### Excerpt provided
━━━━━━

The comparison of the traumatic impact (as model of PTOA) to IL-1β is for comparative purposes, where IL-1β is a frequently employed model of osteoarthritic degeneration and sometimes as a model of OA [21, 42]. The engineered cartilage constructs used here responded as expected and as previously reported by us and others [43, 44]. That is, in comparison with unimpacted control samples, we observed an appropriate reduction in anabolic matrix products COL2 and ACAN and an increase in catabolic markers MM13 and ADAM-TS4 concomitant with increased inflammatory markers iNOS and CO2. These changes in gene expression as well as the reduction in construct GAG content compare with outcomes reported using explant cultures [27, 55].
The response to IL-1β differs in several ways. First, IL-1β is initially low, but progressively higher degradative state as reflected in the catabolic gene expression and histo/immunohistochemical data. Second, the induction of catabolic markers is much higher. The dose of IL-1β is high (10 ng/ml) and continuous, which may account for these differences with the traumatic load, which is a one-time, instantaneous insult. The fact that IL-1β induces MMP13 as expected suggests that this component of the physiological response to stress by the chondrocyte construct is present. Although MMP13 is considered a key investigative marker of OA, clinically its use for OA diagnosis and disease burden is not conclusive, as it overlaps with other conditions and protein profiles of control populations. In addition, the most common markers, such as collagen type-2 c-terminal neo-epitope CTXII generated by the activity of MMP13 on COL2, are only clearly diagnostic near the end-stage of the disease [45, 46]. Perhaps more prolonged, altered intracellular signaling or intra-tissue paracrine signaling is required to increase MMP13 gene expression in our system. Future evaluation of these hypotheses using the recently reported microJoint system will help elucidate these points [47,48,49,50].

━━━━━━

### Exercise tasks
[A] Write out the part of the cartilage passage between "The comparison of" and "cultures [27, 55].", inclusive.
[B] Extend the passage on traumatic impact and IL-1β in engineered cartilage, picking up after its last sentence.
The lines that follow have no connection to the cartilage passage.

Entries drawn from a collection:
━━━━━━

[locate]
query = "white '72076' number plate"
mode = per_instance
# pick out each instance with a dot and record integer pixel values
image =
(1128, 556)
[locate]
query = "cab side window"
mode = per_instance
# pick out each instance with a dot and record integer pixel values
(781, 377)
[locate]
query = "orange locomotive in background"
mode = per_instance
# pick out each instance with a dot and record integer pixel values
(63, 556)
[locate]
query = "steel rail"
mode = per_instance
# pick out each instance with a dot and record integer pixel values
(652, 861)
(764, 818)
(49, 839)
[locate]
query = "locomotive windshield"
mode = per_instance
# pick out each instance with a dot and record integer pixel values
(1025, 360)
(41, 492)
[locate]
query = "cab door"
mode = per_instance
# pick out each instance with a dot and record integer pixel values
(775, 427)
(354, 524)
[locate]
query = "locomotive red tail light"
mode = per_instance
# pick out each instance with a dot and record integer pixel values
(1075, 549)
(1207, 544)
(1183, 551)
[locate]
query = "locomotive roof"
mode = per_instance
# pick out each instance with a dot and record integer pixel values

━━━━━━

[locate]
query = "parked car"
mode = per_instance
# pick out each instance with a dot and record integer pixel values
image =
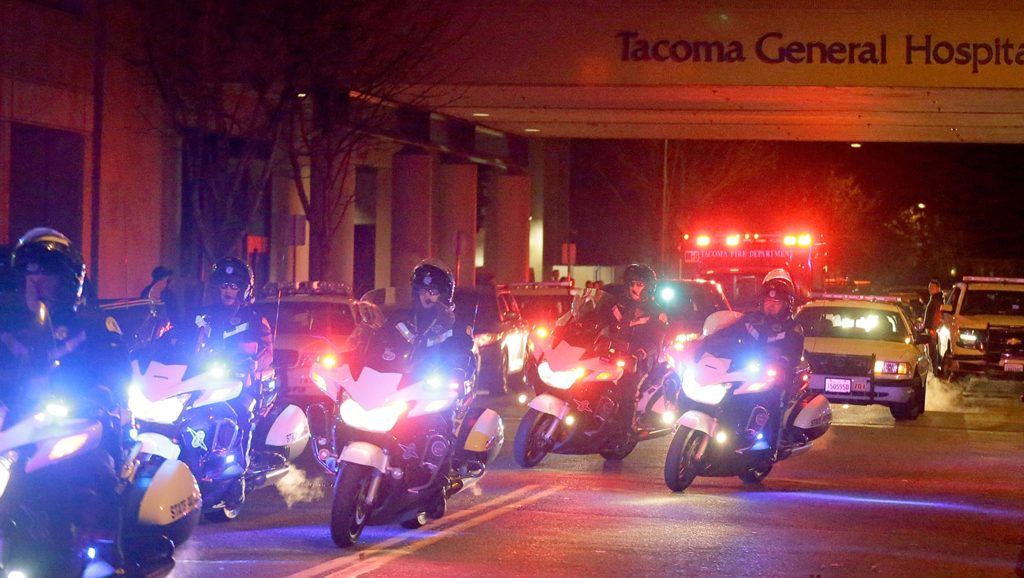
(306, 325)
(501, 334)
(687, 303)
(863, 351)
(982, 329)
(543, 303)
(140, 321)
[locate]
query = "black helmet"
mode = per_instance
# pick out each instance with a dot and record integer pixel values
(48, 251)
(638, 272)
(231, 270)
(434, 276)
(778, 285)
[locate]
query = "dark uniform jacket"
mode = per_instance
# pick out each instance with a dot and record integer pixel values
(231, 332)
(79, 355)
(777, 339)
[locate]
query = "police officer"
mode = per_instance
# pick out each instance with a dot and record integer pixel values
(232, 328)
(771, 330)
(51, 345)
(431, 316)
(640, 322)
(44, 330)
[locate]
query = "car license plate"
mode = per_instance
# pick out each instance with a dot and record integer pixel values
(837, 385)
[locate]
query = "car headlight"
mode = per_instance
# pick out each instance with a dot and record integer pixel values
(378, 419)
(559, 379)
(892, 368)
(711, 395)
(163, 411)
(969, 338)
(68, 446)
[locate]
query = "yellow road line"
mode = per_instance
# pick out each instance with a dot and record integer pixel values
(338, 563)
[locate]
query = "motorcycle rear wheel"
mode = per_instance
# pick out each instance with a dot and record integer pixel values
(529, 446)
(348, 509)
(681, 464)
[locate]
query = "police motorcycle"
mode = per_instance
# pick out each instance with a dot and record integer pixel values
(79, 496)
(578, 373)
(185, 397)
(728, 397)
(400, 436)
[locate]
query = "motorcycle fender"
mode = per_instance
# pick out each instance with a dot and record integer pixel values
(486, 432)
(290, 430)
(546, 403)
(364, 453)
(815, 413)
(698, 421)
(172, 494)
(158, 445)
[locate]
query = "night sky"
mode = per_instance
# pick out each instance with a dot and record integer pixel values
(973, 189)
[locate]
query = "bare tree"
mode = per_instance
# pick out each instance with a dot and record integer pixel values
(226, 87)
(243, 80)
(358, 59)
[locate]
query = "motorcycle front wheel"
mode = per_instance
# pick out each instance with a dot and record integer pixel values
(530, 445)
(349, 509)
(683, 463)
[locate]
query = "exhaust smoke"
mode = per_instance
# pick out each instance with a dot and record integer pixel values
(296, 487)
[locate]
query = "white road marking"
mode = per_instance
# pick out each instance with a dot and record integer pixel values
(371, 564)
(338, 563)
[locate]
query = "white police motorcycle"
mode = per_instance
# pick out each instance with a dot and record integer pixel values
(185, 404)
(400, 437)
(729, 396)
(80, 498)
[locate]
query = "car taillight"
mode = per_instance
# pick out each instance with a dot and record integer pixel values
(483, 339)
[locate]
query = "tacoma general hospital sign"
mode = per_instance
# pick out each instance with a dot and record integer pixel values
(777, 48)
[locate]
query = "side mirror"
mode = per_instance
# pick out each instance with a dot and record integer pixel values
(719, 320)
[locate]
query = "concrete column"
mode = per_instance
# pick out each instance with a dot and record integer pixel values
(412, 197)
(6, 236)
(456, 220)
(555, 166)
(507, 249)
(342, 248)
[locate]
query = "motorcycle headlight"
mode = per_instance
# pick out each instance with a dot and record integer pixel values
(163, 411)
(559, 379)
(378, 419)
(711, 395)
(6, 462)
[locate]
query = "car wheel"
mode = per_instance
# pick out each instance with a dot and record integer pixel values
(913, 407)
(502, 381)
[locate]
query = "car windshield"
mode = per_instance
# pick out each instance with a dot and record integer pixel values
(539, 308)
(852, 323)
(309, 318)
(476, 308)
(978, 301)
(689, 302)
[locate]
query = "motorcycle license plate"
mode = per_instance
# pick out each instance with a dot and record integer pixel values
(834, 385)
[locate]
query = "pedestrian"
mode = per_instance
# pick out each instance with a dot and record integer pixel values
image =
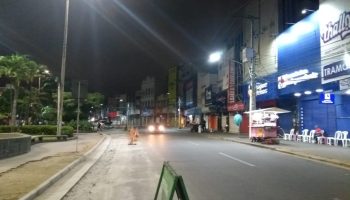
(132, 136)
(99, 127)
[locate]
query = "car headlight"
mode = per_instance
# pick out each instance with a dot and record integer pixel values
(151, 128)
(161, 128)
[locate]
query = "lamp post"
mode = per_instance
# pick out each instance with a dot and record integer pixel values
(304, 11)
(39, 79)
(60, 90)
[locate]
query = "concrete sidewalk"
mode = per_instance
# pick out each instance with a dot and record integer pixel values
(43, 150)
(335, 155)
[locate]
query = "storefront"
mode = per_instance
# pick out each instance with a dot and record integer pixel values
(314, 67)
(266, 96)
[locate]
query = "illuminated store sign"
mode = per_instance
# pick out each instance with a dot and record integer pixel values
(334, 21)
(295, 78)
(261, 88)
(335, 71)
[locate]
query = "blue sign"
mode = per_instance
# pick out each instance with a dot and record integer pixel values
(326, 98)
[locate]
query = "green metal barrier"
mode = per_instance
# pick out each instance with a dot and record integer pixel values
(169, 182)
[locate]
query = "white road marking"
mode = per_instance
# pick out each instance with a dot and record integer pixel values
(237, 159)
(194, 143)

━━━━━━

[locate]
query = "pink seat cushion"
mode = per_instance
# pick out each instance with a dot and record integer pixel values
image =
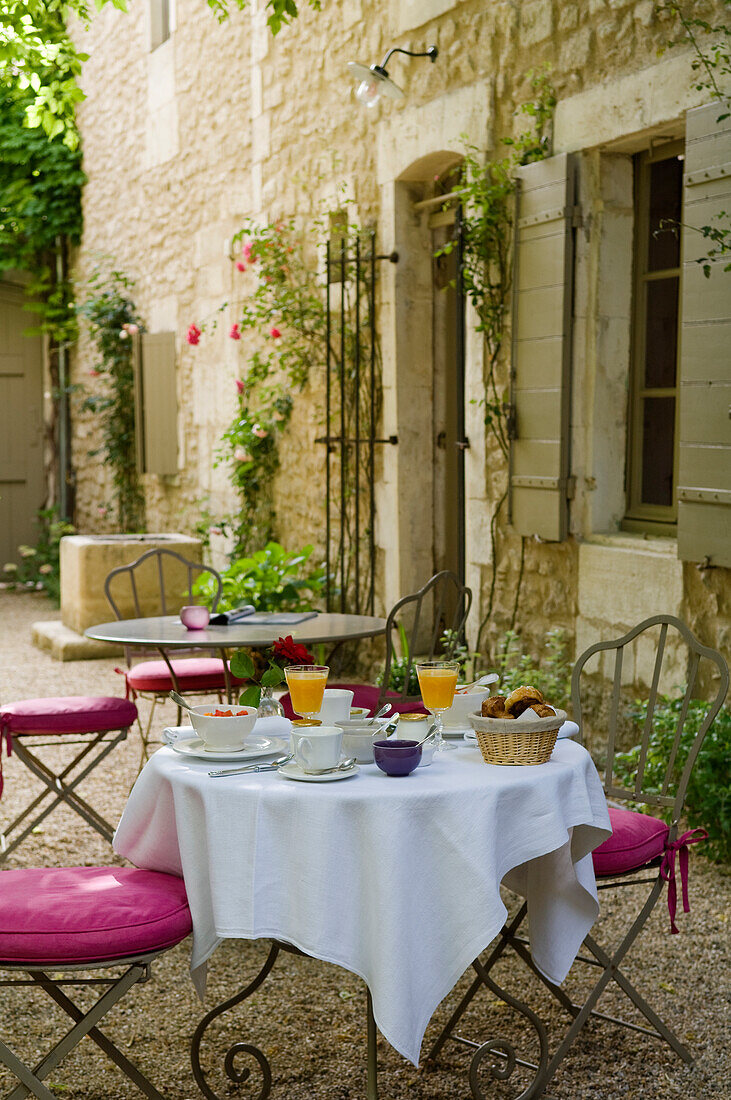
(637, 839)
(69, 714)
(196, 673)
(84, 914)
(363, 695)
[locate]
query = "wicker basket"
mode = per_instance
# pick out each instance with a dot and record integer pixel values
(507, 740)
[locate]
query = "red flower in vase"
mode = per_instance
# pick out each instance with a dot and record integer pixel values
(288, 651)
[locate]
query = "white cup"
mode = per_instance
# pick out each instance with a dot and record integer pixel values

━━━━━━

### Numbered responses
[A]
The comparison of the traumatic impact (as model of PTOA) to IL-1β is for comparative purposes, where IL-1β is a frequently employed model of osteoarthritic degeneration and sometimes as a model of OA [21, 42]. The engineered cartilage constructs used here responded as expected and as previously reported by us and others [43, 44]. That is, in comparison with unimpacted control samples, we observed an appropriate reduction in anabolic matrix products COL2 and ACAN and an increase in catabolic markers MM13 and ADAM-TS4 concomitant with increased inflammatory markers iNOS and CO2. These changes in gene expression as well as the reduction in construct GAG content compare with outcomes reported using explant cultures [27, 55].

[B]
The instantaneous nature of the impact also reveals a level of cell recovery not seen with continual IL-1β stimulation. The potential for a recovery phase was most clearly seen in the histological and immunohistochemical preparations, where pericellular GAG deposition seems to increase again on days 3 and 7, a phenomenon supported by the normalization of ACAN expression by day 7 after impact. Decreases in COL2 expression and increases in iNOS and PTGS2 also stopped by day 3 after traumatic load. The only biomarker that continued to show an increased “degenerative” arc was ADAM-TS4. This is in stark contrast to the progressive, highly patterns of common osteoarthritic biomarkers with continual IL-1β treatment. If these data hold true, the impact model may permit a more physiological evaluation of therapeutic interventions.
In summary, we have shown that a traumatic load delivered to hydrogel-based engineered cartilage using adult human MSCs report many features of early degenerative changes in cartilage after trauma in vitro and in vivo. Such a model may prove important in the development of high-throughput testing systems for testing and optimizing DMOADs specifically for the treatment or prevention of PTOA, because it induces the early disease state in a mechanistically relevant manner.
Availability of data and materials
The datasets generated and analyzed during the current study are available from the corresponding author on reasonable request.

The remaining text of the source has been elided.